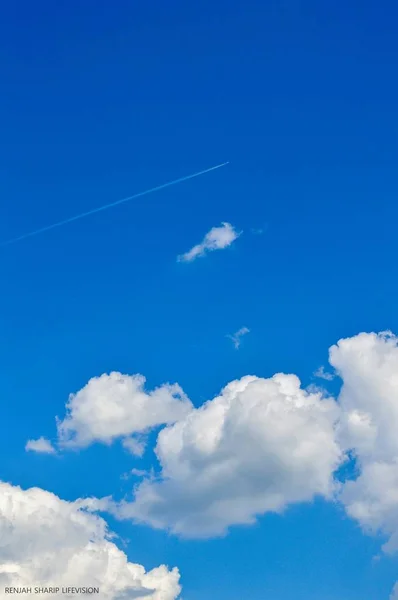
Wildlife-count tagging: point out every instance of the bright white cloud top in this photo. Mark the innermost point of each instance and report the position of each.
(218, 238)
(47, 541)
(117, 406)
(259, 446)
(41, 446)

#### Directive
Copy the rows above word for word, omitting the pictures.

#### Full output
Wildlife-count tagging: point out every instance of the bright white cloud top in this photo. Mark the innermost point of each instance and report the position of each.
(218, 238)
(47, 541)
(117, 406)
(259, 446)
(41, 446)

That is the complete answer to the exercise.